**Exercise**
Collect every line in the rows below that contains the word "sign", and list those lines. Case counts.

>> Begin Records for the exercise

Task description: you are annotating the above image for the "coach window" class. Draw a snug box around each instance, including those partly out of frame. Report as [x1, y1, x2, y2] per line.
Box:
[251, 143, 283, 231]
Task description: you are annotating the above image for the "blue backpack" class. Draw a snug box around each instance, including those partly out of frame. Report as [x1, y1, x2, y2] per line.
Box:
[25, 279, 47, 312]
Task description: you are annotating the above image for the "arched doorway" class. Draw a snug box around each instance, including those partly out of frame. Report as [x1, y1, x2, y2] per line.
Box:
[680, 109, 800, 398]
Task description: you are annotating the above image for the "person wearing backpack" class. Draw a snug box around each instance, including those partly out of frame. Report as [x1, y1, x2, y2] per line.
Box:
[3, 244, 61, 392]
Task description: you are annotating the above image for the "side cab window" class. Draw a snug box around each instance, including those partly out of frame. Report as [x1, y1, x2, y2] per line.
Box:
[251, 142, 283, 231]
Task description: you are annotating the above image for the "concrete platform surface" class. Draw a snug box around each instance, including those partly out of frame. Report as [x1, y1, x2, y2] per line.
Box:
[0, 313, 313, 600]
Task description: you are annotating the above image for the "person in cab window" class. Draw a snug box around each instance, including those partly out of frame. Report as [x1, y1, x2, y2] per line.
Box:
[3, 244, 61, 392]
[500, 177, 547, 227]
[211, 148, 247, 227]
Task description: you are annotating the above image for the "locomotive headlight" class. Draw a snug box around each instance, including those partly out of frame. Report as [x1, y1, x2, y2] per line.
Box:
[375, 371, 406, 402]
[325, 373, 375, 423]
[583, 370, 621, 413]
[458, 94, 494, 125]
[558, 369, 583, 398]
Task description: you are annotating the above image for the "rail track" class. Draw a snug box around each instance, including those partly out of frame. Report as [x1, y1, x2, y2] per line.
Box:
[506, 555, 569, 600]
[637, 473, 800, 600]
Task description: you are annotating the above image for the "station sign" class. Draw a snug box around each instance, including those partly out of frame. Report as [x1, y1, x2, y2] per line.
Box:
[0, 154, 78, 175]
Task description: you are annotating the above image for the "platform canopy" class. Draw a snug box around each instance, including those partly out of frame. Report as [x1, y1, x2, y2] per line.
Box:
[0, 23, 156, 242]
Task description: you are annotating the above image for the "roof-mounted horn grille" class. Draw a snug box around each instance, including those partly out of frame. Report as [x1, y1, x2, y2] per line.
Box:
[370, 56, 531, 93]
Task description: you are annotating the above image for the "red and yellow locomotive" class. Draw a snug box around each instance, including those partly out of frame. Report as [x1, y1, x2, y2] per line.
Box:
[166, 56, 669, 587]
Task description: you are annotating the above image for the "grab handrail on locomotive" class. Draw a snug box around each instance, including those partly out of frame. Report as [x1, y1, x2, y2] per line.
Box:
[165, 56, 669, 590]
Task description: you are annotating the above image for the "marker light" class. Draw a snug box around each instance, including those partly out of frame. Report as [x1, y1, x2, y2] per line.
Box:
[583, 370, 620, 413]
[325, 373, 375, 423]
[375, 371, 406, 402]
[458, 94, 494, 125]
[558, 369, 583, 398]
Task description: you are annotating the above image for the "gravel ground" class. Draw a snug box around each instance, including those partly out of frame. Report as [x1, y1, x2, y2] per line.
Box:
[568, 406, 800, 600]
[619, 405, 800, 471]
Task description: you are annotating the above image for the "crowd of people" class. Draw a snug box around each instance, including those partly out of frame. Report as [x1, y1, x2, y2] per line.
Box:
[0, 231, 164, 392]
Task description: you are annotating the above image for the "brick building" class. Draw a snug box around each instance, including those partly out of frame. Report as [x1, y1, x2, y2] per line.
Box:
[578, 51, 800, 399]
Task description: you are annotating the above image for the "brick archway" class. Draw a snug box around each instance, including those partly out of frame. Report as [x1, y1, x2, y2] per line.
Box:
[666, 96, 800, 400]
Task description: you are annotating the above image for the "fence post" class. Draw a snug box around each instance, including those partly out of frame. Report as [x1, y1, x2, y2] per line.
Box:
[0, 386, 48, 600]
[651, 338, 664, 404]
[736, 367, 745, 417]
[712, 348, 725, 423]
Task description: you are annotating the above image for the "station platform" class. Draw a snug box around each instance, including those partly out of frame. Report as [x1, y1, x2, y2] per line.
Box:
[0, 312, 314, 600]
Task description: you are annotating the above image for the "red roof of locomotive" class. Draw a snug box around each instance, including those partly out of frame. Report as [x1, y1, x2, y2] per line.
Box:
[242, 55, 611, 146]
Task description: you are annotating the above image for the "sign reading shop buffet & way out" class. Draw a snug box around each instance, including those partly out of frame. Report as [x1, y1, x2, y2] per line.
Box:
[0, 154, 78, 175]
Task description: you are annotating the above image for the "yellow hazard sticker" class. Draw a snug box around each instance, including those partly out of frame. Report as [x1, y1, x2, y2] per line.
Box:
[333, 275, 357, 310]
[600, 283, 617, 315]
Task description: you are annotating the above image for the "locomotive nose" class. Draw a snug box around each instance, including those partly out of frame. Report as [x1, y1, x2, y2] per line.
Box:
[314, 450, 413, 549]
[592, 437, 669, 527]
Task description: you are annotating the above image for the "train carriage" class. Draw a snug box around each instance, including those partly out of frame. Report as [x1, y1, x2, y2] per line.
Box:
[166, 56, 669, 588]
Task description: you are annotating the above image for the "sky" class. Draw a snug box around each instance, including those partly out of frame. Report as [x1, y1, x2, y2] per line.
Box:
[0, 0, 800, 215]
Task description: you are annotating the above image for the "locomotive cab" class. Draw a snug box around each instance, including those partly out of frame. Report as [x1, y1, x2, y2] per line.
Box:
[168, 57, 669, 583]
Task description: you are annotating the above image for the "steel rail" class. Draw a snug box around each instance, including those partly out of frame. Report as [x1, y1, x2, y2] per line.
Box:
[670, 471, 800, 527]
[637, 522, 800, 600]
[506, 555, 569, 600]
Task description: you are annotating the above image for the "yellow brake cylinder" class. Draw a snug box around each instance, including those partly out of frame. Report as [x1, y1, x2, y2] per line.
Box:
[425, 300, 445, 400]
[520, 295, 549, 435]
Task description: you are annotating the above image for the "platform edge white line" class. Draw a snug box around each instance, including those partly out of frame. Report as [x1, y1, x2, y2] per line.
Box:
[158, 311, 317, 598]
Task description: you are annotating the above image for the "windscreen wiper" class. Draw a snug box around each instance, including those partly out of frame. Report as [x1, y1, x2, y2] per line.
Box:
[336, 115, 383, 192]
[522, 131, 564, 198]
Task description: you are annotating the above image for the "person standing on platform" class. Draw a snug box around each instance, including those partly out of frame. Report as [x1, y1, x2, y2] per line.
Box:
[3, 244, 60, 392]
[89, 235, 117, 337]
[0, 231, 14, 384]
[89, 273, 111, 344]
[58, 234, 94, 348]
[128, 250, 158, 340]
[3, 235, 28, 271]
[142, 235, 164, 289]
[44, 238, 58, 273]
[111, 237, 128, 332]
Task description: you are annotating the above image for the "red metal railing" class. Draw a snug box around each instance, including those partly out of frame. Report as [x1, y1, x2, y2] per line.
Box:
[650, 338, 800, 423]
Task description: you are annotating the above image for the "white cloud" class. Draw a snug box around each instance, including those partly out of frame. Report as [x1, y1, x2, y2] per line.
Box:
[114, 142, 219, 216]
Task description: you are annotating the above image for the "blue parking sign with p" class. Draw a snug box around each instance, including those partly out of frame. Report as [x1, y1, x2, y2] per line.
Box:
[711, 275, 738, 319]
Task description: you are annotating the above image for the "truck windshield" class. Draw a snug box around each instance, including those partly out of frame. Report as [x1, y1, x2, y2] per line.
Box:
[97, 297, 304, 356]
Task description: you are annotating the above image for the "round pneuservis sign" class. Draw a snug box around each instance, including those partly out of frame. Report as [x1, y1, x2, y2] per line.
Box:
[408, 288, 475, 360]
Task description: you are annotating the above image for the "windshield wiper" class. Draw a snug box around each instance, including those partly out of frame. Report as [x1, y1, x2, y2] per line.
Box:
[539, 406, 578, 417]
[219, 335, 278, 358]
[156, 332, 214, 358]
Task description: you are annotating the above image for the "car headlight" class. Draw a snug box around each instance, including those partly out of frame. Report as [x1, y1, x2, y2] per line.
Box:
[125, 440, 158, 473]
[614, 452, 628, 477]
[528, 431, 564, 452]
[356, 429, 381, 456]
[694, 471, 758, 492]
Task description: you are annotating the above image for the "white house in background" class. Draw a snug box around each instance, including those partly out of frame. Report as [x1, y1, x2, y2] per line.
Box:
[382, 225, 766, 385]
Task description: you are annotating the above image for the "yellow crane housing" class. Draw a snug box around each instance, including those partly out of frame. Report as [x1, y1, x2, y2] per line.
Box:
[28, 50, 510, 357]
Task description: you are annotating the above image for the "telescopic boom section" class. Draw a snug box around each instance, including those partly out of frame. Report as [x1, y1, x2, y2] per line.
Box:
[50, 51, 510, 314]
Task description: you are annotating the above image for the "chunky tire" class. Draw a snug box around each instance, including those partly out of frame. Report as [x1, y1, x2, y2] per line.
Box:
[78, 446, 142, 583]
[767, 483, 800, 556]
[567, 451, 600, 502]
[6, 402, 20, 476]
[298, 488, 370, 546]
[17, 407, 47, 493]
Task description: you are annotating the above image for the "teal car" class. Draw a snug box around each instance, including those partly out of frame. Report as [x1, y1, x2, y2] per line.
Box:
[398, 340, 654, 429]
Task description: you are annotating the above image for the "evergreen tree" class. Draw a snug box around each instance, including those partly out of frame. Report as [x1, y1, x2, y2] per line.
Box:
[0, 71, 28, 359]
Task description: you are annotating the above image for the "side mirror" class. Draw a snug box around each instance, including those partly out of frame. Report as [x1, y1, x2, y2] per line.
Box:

>> End Records for the exercise

**Exercise output**
Task description: you are annotating the above image for the "station sign" class. Draw a snug box around each instance, including those partly out of frame. Report as [x1, y1, x2, y2] per line.
Task description: you are annotating the above image for the "sign reading shop buffet & way out" class. Draw a snug box around each instance, including those partly out of frame. Report as [x1, y1, x2, y2] per line.
Task description: you are annotating the above image for the "blue parking sign with p" class. Draw a snug box around each instance, including those partly out of frame. Report as [x1, y1, x2, y2] per line.
Task description: you are annotating the above image for the "round pneuservis sign" class. Draw a snug box around each instance, including those partly out of frame. Report as [x1, y1, x2, y2] per line.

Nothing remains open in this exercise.